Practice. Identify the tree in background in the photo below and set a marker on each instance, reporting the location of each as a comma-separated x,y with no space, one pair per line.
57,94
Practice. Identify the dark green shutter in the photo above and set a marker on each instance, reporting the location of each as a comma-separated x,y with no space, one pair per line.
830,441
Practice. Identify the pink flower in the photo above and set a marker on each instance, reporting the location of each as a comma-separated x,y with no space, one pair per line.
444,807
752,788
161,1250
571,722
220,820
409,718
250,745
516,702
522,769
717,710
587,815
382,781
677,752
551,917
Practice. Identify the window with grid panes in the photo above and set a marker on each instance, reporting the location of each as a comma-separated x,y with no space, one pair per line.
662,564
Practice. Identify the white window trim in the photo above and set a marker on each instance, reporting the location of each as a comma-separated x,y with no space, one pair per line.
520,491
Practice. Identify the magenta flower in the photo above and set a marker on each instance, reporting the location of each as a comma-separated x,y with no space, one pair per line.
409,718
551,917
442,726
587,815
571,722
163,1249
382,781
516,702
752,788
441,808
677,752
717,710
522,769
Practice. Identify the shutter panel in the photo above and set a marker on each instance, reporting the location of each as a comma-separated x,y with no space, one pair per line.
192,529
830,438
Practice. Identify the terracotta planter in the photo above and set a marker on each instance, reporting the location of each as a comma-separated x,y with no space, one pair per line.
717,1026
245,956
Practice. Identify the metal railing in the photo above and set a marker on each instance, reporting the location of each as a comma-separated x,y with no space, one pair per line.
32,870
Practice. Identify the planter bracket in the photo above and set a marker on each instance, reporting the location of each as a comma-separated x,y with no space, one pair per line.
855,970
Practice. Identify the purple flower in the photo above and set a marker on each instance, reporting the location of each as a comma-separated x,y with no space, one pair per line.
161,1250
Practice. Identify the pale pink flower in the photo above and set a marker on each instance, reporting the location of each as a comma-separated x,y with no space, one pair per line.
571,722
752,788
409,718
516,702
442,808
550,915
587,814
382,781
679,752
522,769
══════════════════════════════
_WHAT NEEDS TO BE DONE_: The answer must be the full listing, repeated exactly.

_RESULT OF THE EXERCISE_:
Practice. Identify the tree in background in the photo below and set a marker on each instance, reporting the location of each as a comma-separated x,y with no space, one pair per line.
57,94
Practice. Identify the dark green shutter in the photo above and set a marker on each instance, reporting the location of each as a comma-separated x,y with no space, one pair per line.
830,441
Practice. Identify the pink flower in the photo above and set a marker on each instance, reporting the location of each as a comma-separated x,y with no space, one pair per line.
444,807
752,788
161,1250
571,722
220,820
409,718
250,745
516,702
522,769
717,710
587,815
382,781
677,752
551,917
Practice. Identify the window with grid panes in the photo above and set a marker on each instance, reporting the location of each as a comma-separated x,y with no space, one pair per line.
662,564
Practice. Identify the white window trim in the photo above and set a marker on each instance, reporting the location of each as a comma-separated x,y with no space, one pair per line.
520,491
Practice. Identify the magenta flower in the photo above and set a marker on each instance, reporting the location of each as a comma-separated x,y with no space, one pair per line.
409,718
551,917
442,726
587,815
571,722
163,1249
382,781
516,702
752,788
441,808
677,752
717,710
522,769
Practice. Identify the shutter panel in the photo above and set a marker on each instance, reporting the location of each as a comma-separated x,y with no space, one pair per line.
192,529
830,438
Practice. Identify the terracotta planter in the photo above and set a marker on each instance, reporting the location of each as a comma-separated x,y with no space, one pair per line.
717,1026
245,956
Practice. Identify the metal railing in the photo above and set a marker on each instance, reporting the location of each as a comma-separated x,y with no space, one pair per line.
32,870
Practice. Identify the planter bracket in the photo above and set a marker on each instance, reporting the location of each as a comma-separated x,y with no space, one pair per line.
855,970
Practice. Identify the purple flower in the photo above and set a marker on each instance, reporting the location of each as a comma-separated x,y with no space, one pair per line.
161,1250
Practice. Identify the pale pink flower in the photo above and set a marker on each instance, reporting the location of each as a comma-separated x,y with no space, one pair per line.
571,722
752,788
409,718
516,702
442,808
550,915
587,814
382,781
679,752
522,769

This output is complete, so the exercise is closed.